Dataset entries
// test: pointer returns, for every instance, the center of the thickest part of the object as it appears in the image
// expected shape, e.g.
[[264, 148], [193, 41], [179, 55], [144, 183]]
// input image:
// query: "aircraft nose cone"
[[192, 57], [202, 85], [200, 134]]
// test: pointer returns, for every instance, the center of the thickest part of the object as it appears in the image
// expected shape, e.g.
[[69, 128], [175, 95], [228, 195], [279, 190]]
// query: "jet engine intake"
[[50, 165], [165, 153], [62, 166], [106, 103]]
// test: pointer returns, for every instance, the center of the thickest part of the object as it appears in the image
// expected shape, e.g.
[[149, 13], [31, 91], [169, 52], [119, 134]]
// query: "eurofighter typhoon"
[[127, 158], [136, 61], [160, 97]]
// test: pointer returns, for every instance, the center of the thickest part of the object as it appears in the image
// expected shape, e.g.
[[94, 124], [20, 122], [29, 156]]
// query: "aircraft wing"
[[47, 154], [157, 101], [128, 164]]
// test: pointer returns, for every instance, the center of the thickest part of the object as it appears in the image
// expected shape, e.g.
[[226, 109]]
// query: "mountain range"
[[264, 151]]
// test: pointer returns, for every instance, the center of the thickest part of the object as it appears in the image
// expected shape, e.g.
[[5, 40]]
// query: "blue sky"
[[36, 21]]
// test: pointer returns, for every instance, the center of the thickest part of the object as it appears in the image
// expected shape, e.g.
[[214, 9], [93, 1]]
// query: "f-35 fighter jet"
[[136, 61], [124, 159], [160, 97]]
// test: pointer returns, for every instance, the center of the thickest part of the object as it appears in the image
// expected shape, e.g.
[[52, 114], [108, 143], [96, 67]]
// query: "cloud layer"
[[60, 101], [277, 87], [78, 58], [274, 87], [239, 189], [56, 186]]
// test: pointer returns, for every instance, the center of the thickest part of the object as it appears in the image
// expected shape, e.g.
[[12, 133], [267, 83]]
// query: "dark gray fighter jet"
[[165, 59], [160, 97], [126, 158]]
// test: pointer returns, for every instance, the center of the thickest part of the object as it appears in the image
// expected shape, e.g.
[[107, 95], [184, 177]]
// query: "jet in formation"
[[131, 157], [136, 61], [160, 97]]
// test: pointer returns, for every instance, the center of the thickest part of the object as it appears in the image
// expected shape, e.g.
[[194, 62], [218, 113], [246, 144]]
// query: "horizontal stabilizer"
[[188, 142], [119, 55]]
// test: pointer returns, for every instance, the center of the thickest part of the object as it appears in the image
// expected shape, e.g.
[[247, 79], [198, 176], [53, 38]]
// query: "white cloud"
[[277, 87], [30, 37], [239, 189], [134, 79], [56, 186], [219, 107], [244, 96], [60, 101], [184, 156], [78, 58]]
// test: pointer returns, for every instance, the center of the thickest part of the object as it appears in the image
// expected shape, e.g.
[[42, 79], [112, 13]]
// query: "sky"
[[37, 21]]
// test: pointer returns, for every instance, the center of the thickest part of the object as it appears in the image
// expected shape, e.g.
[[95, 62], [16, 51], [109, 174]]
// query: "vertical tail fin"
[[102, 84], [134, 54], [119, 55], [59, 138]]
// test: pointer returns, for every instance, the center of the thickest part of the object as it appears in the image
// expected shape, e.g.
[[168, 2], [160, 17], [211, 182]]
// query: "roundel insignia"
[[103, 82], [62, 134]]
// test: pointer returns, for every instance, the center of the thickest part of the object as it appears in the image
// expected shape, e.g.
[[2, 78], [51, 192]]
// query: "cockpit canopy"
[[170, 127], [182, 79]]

EXERCISE DETAILS - Exactly as they stand above, write out all the entries again.

EXERCISE ANSWER -
// test: pointer returns, for every instance, the center of the thickest part of the object as it appears in the image
// expected shape, e.g.
[[264, 148], [193, 41], [179, 55], [144, 183]]
// input image:
// query: "aircraft nose cone"
[[192, 57], [202, 85], [200, 134]]
// test: pointer returns, for every instance, the center of the thickest part of the object as it appears in the image
// expected shape, e.g.
[[69, 128], [175, 95], [228, 195], [279, 190]]
// query: "jet engine intake"
[[50, 165], [165, 153], [62, 166], [106, 103]]
// test: pointer returns, for every instance, the center of the thickest part of the object as it appears in the image
// expected shape, e.g.
[[149, 13], [31, 91], [169, 52], [119, 134]]
// query: "eurofighter typhoon"
[[127, 158], [136, 61], [160, 97]]
// test: pointer returns, for every instance, the center of the thickest part of the object as it appears in the image
// expected shape, e.g.
[[94, 124], [20, 122], [29, 156]]
// query: "aircraft wing"
[[47, 154], [157, 101], [128, 164]]
// test: pointer returns, for every instance, the center of the thickest part of the object as it appears in the image
// expected shape, e.g.
[[226, 109]]
// query: "mountain range"
[[264, 151]]
// test: pointer returns, for every instance, the center of the thickest part of the object as it appears in the image
// expected shape, e.g.
[[5, 40]]
// query: "blue sky"
[[36, 21]]
// test: pointer returns, for every instance, the center of the thickest part of the object as it appears in the image
// expected shape, e.g.
[[214, 9], [93, 1]]
// query: "f-35 fighter jet"
[[136, 61], [124, 159], [160, 97]]
// test: pointer returns, for every instance, the center of the thickest part of the object as it appears in the image
// expected shape, e.g.
[[52, 114], [108, 143], [96, 67]]
// query: "cloud layer"
[[60, 101], [277, 87], [78, 58], [274, 87], [239, 189], [56, 186]]
// test: pointer returns, for every instance, the center of the thickest part of the object as it appears in the image
// expected shape, e.g.
[[12, 133], [267, 83]]
// query: "dark gray fighter jet"
[[165, 59], [160, 97], [126, 158]]
// test: pointer returns, for every instance, the center of the thickest part of the object as it appears in the image
// expected shape, e.g.
[[107, 95], [184, 177]]
// query: "jet in formation"
[[131, 157], [136, 61], [160, 97]]
// test: pointer returns, for every instance, the center of the thickest part of the object as it appears in the image
// expected shape, e.g.
[[194, 62], [218, 113], [246, 144]]
// query: "horizontal stabilizer"
[[188, 142], [119, 55]]
// test: pointer returns, for every instance, the center of the thickest part of the object as it appears in the image
// expected shape, e.g.
[[247, 79], [198, 176], [53, 38]]
// query: "white cloud"
[[277, 87], [30, 37], [239, 189], [134, 79], [56, 186], [219, 107], [244, 96], [60, 101], [184, 156], [78, 58]]
// test: pointer returns, for every instance, the center of the thickest part of the object as it appears in the image
// expected shape, e.g.
[[42, 79], [112, 13]]
// query: "sky"
[[37, 21]]
// test: pointer returns, for every instance, the center of the thickest part of the object as it appears in the image
// expected shape, e.g.
[[95, 62], [16, 51], [109, 174]]
// query: "vertical tail fin"
[[102, 84], [134, 54], [119, 55], [59, 138]]
// test: pointer returns, for every instance, the center of the thickest part of the object as it appears in the image
// expected shape, e.g.
[[168, 2], [160, 17], [211, 182]]
// query: "roundel insignia"
[[103, 82], [62, 134]]
// test: pointer returns, for every instance, the center of the thickest part of the object as it appears in the image
// expected shape, e.g.
[[2, 78], [51, 192]]
// query: "cockpit canopy"
[[170, 127], [182, 79]]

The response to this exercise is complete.